TEXTE FOURNI:
•••••
Quelques 6900 employés de la Ville de Montréal ont encaissé plus de 100 000 $ l’an dernier, deux fois plus qu’il y a cinq ans. Quant au club select des fonctionnaires touchant un salaire de plus de 200 000 $, il a presque triplé en taille durant la même période.

Cette croissance rapide inquiète un groupe de défense des contribuables, qui croit que la capacité de payer des Montréalais a dépassé sa limite alors que les finances municipales étaient durement frappées par la pandémie.

Les données ont été rendues publiques après une demande d’accès à l’information de La Presse. La Ville compte environ 23 000 employés.

La Ville a notamment révélé que l’ex-chef de police Philippe Pichet demeurait au troisième rang des employés municipaux les mieux payés en 2020, touchant 280 000 $, trois ans après avoir été écarté de la direction du SPVM.

PHOTO SIMON GIROUX, ARCHIVES LA PRESSE

L’ex-chef de police Philippe Pichet

Seuls le directeur général Serge Lamontagne (366 000 $) et l’un de ses directeurs adjoints Alain Dufort (284 000 $) ont encaissé davantage. Le chef de police Sylvain Caron a reçu 252 000 $. Tous sont mieux payés que la mairesse Valérie Plante, qui gagne 196 000 $.

Au total, 60 fonctionnaires ont gagné plus de 200 000 $ en 2020. Ils étaient seulement 24 en 2015.
•••••
Enregistrements conservés
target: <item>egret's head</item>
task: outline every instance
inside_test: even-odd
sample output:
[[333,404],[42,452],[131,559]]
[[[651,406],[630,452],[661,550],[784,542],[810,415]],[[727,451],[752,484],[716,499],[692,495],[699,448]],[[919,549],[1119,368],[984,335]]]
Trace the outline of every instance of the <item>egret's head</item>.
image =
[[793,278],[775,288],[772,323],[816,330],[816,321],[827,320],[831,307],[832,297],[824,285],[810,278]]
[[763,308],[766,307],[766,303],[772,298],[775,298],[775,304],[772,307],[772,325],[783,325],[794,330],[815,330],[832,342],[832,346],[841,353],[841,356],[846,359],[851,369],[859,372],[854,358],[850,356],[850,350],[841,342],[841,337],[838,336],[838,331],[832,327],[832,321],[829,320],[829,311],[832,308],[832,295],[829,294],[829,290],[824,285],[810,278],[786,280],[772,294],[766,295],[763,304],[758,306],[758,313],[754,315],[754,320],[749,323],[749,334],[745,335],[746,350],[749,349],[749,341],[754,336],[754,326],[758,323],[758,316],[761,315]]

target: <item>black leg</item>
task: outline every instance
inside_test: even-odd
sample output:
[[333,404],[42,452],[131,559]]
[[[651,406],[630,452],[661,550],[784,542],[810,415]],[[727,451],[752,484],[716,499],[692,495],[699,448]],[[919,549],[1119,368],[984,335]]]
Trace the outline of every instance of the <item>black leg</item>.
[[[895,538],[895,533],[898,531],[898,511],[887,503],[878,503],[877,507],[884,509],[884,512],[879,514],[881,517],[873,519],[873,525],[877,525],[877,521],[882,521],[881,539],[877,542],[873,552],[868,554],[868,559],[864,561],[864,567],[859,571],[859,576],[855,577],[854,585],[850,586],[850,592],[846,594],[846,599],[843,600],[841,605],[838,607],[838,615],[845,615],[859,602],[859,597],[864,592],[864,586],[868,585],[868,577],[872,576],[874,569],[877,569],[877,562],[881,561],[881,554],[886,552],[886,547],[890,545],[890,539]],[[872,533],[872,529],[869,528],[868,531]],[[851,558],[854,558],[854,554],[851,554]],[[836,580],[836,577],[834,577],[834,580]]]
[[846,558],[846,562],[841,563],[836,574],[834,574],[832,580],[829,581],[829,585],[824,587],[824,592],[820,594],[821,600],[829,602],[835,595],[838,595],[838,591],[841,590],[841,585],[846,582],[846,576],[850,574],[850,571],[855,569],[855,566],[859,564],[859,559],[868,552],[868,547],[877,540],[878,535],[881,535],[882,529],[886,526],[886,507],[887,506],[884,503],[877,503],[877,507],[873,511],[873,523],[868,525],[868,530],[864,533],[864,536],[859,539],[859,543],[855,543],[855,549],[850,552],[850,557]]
•••••
TÂCHE A: Reproduisez le passage du texte sur les salaires municipaux à Montréal situé entre « Seuls le directeur » et « qui gagne 196 000 $. », ces deux extraits compris.
TÂCHE B: Poursuivez le texte sur les salaires des employés de la Ville de Montréal à la suite de sa dernière phrase.
Les items constituent un ensemble à part, indépendant du texte fourni.

RÉPONSE A:
Seuls le directeur général Serge Lamontagne (366 000 $) et l’un de ses directeurs adjoints Alain Dufort (284 000 $) ont encaissé davantage. Le chef de police Sylvain Caron a reçu 252 000 $. Tous sont mieux payés que la mairesse Valérie Plante, qui gagne 196 000 $.

RÉPONSE B:
Des fonctionnaires municipaux très bien payés

« J’aimerais dire que je suis surpris, mais ça fait des années que les données montrent que les employés municipaux au Québec sont beaucoup, beaucoup mieux rémunérés que leurs collègues au privé », a dénoncé Renaud Brossard, porte-parole de la Fédération des contribuables. Il évoque une « grande déconnexion » entre la rémunération des fonctionnaires et les revenus moyens des contribuables montréalais, sur qui repose pourtant le poids de cette masse salariale.

M. Brossard fait notamment référence à une étude de 2019 réalisée par l’Institut de la statistique du Québec (ISQ) et qui conclut que les fonctionnaires municipaux gagnent en moyenne 40 % mieux leur vie qu’un employé du secteur privé effectuant un travail équivalent.

En 2020, la Ville de Montréal a dépensé 1,8 milliard en masse salariale, dont 91 millions en heures supplémentaires.

Il y a un manque de contrôle de la part des élus. Ce n’est pas un problème qui est exclusif à la Ville de Montréal. Il y a un certain laxisme quand vient le temps de négocier les conventions collectives.

Renaud Brossard, porte-parole de la Fédération des contribuables

L’administration Plante n’a pas voulu commenter le dossier.

250 000 $ pour un policier

Parmi les 15 employés les mieux payés par Montréal se glissent trois policiers (non-cadres) qui ont encaissé plus de 225 000 $ en 2020. L’un d’eux a même atteint une rémunération de 250 000 $.

Les données de la Ville de Montréal incluent toutefois le montant total touché par ses employés, y compris toute prime et toute somme obtenue en règlement d’un grief. Impossible de savoir si c’est le cas pour ces policiers.

« De façon générale, les dossiers de ressources humaines sont confidentiels », a fait valoir le SPVM dans un courriel à La Presse. « Vous faites référence à des cas spécifiques et à ce titre, nous ne ferons pas de commentaire. » L’organisation n’a pas voulu préciser si elle limitait le nombre d’heures supplémentaires effectuées par ses policiers.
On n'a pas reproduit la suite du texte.